WHAT IS NEEDED
Go through the entries, filter for the word "stripe", and copy every line that has it.

Collected data entries
------------------------------------------------
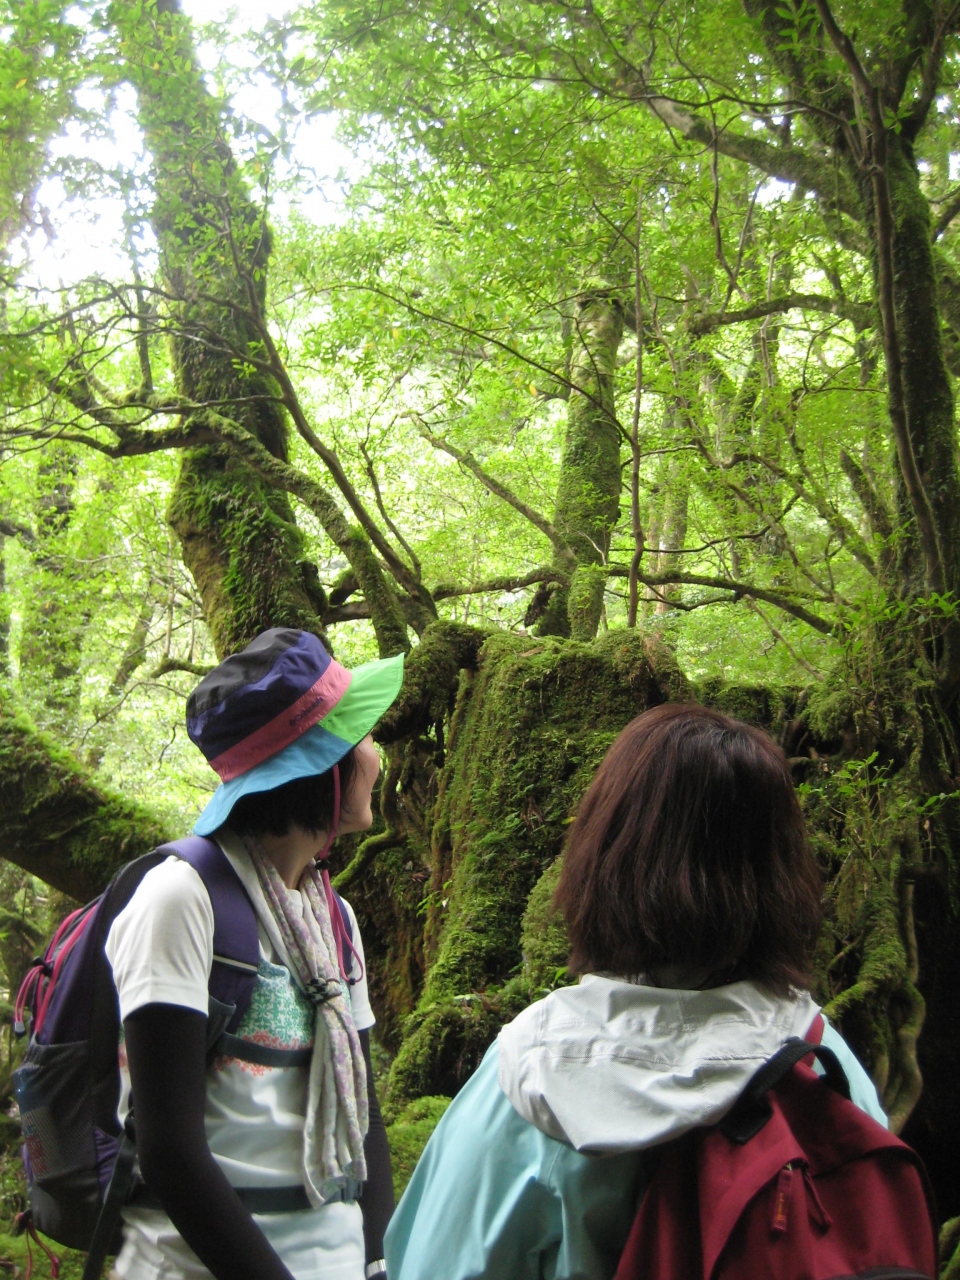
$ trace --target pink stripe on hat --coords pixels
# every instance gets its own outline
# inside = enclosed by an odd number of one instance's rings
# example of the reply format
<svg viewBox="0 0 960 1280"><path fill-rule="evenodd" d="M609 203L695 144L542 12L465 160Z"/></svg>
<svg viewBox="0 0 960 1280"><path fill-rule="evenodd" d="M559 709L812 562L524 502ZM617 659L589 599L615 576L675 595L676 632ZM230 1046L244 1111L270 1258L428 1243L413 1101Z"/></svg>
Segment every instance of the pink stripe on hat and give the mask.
------------------------------------------------
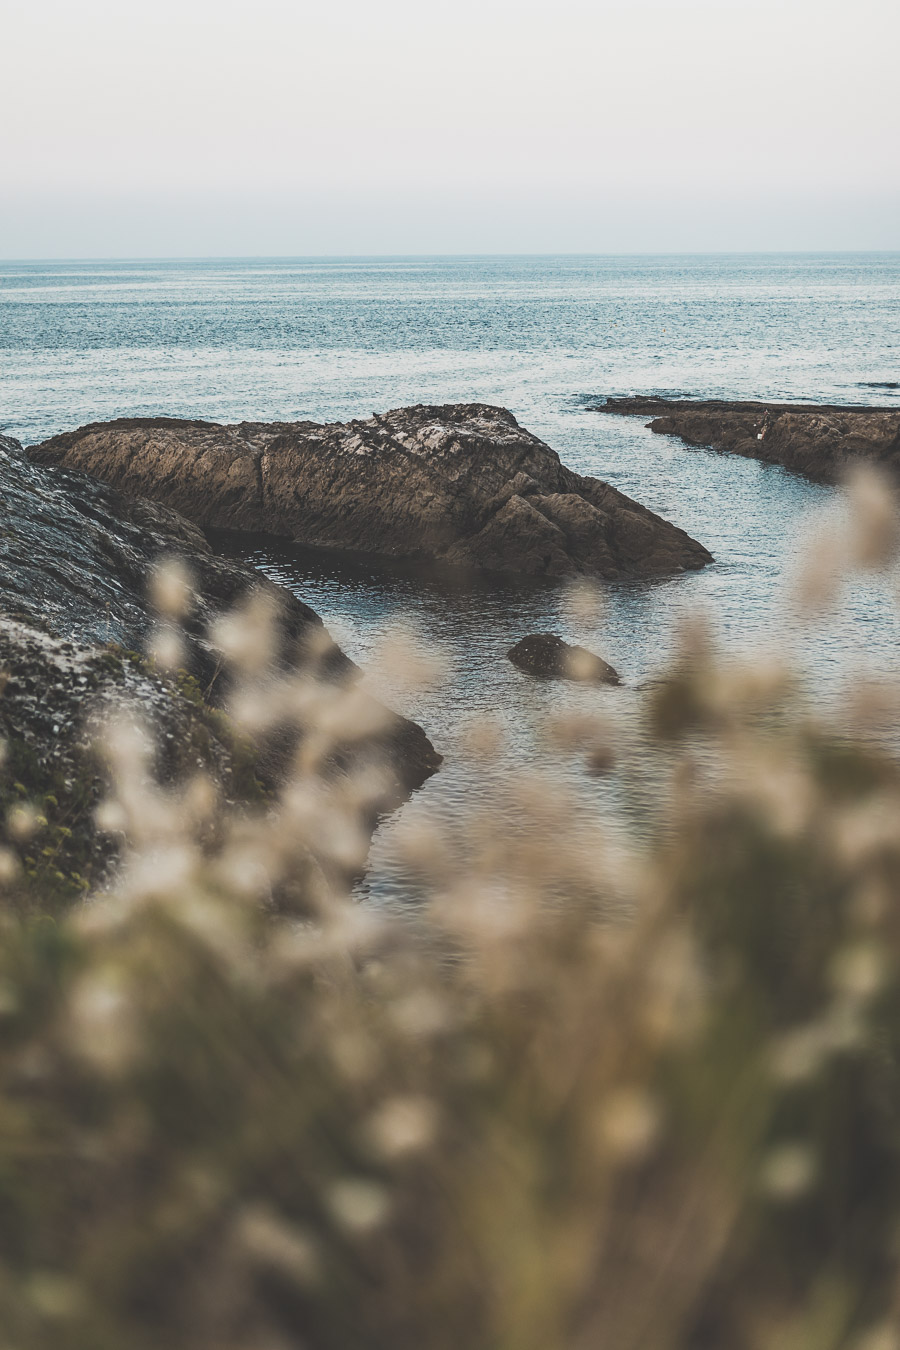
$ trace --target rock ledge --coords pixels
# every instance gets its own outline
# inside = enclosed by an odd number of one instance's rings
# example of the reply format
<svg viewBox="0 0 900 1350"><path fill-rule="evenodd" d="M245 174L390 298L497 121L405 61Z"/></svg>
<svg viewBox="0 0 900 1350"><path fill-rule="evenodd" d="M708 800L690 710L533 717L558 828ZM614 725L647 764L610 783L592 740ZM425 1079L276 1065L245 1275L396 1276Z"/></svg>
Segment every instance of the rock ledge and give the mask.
------------------------------------------------
REPLY TO THE EXERCISE
$ trace --target pink stripe on hat --coords pixels
Segment every instance of the pink stripe on hat and give the mask.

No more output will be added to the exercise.